*Instructions for the task*
Reproduce the records. Keep every word exact and include no images.

:::

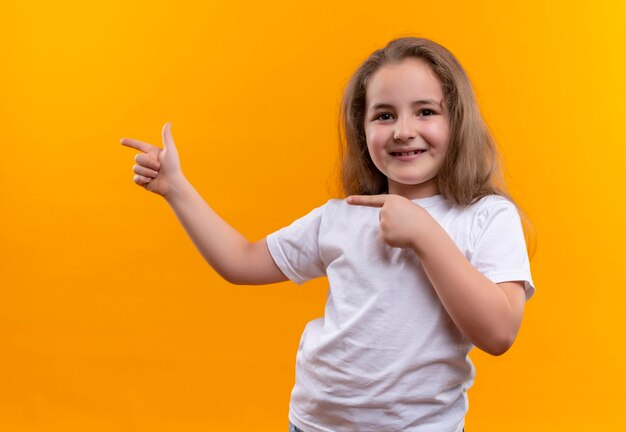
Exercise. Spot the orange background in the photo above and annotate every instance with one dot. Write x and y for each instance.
(109, 318)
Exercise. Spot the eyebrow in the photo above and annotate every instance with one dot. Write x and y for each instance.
(419, 102)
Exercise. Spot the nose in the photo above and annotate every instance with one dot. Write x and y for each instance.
(405, 130)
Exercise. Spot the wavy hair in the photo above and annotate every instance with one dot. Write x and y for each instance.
(472, 167)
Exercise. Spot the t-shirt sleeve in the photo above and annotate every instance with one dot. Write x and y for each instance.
(498, 246)
(295, 248)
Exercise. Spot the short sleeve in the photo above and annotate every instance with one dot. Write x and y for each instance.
(295, 248)
(498, 248)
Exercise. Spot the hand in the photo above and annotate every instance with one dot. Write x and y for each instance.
(400, 219)
(157, 169)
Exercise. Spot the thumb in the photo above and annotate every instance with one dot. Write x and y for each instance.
(168, 140)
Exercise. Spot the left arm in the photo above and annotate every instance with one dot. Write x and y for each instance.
(488, 314)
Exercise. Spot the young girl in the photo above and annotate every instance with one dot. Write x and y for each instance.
(425, 259)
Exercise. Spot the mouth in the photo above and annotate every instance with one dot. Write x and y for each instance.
(408, 153)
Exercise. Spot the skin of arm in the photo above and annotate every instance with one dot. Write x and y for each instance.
(226, 250)
(488, 314)
(232, 256)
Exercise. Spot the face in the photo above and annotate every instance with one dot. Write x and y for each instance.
(407, 127)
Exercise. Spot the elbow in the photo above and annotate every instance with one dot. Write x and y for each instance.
(497, 346)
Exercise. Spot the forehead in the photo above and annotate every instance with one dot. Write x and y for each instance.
(404, 82)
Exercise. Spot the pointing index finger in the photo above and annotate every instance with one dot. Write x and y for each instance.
(367, 200)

:::

*Answer area*
Exercise. Spot the orange background in the photo above and annotate every instance with one dot. Write x and y for each instance.
(109, 318)
Exercise. Spot the eyebrow in the photo above and annotate every instance with one dot. Write x and y for each instance.
(419, 102)
Exercise. Spot the nose in the photo above and annotate every instance with one dot. Write x and y for each instance.
(405, 130)
Exercise. Spot the wavy hair in the photo above and annotate every instance with one dot. Write x and y for each instance.
(472, 167)
Exercise. Spot the t-shirt sleeve in the photo above and annotate every instance with one dot. Write x and y for each instance.
(498, 246)
(295, 248)
Exercise. Spot the short sleeve in the photo above and annotate every instance with one dot. Write x and y for each instance.
(295, 248)
(498, 248)
Exercise. Spot the hand in the photo above and annotate every instance with one dot. Write x and y for each instance.
(400, 219)
(157, 169)
Exercise. Spot the thumb in the photo above and annotate every instance with one dot. Write x and y for each instance.
(168, 140)
Exercise. Spot the left arm in the photo above and annotate every instance with one dot. Write x and y for each instance.
(488, 314)
Exercise. Spot the young girl in the photo above and annotate every instance with one dot. Write x and y for each instance.
(425, 259)
Exercise. Spot the mouth in the photo above and annotate every instance with one dot. Write x and y for each instance.
(408, 153)
Exercise. Spot the skin of arm in the photo above and annotate every instance with one dot. Write x and y for each instance.
(226, 250)
(488, 314)
(232, 256)
Exercise. Spot the face in the photo above and annotate every instance with one dot. Write x and y for each instance.
(407, 127)
Exercise. Spot the elbow in the photo above and annotate every instance with one dot. Write x and y for each instance.
(497, 346)
Exercise. Spot the forehead in the photo above and annotate every instance with one dot. Write x and y for each instance.
(404, 82)
Exercise. Spot the pointing index finger in the photo above and annotate every instance with one dot. Write x and y for each instance.
(367, 200)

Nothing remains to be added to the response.